--- START ---

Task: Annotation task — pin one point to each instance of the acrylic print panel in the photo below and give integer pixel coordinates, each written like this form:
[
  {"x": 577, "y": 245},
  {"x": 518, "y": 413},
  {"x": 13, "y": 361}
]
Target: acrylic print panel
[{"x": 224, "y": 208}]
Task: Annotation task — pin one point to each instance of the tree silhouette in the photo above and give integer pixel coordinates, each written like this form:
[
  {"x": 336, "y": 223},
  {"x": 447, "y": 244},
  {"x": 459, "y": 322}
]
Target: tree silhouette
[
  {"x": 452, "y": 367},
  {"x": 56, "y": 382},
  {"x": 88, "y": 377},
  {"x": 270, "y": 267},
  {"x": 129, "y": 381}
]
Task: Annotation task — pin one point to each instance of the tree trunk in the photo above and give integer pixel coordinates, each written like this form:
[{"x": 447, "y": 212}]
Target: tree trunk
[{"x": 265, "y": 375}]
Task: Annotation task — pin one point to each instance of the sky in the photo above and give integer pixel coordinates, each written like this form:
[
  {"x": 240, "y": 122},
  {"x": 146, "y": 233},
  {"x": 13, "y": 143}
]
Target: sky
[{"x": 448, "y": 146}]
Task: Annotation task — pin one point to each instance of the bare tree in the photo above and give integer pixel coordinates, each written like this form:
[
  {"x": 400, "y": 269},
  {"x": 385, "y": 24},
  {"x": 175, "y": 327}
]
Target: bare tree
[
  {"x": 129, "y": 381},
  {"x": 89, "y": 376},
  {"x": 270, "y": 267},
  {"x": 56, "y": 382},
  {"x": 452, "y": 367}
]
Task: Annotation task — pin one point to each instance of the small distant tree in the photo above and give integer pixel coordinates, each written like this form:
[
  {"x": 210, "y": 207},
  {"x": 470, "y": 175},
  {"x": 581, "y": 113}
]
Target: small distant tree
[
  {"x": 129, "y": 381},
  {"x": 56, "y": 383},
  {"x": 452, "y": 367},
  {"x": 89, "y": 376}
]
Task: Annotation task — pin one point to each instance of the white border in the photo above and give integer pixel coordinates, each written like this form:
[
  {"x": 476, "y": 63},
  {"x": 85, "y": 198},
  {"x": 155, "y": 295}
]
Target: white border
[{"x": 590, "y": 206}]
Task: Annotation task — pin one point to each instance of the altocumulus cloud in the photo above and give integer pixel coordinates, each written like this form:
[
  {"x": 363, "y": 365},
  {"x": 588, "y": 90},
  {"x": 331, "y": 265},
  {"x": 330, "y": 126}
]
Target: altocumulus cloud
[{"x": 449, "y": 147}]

--- END ---
--- START ---

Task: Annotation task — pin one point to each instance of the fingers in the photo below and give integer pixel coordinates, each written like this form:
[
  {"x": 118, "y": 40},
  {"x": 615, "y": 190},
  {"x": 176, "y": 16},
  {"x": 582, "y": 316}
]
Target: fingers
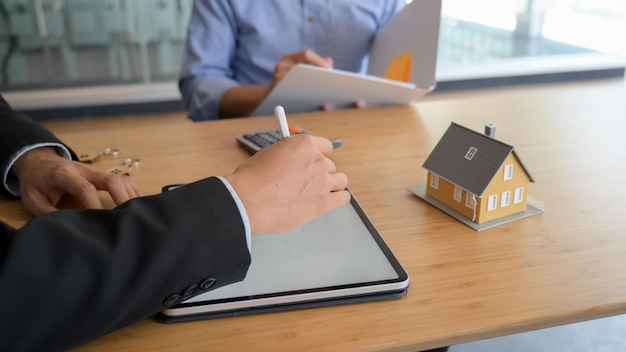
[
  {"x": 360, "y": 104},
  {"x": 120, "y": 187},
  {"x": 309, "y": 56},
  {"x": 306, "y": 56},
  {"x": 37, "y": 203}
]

--- END ---
--- START ---

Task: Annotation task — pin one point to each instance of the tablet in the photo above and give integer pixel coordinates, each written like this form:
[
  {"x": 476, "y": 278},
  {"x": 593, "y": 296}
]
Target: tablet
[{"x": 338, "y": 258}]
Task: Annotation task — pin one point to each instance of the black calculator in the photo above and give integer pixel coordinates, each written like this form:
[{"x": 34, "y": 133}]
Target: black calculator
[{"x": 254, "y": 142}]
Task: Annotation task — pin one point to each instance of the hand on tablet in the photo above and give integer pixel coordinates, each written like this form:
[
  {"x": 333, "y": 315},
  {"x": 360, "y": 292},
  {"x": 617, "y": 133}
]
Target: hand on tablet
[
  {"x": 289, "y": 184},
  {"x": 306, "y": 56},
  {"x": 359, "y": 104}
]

--- END ---

**REQUIRED WORK:** Lines with "below" in the listing above: count them and give the total, nothing else.

**EXERCISE SOLUTION:** 2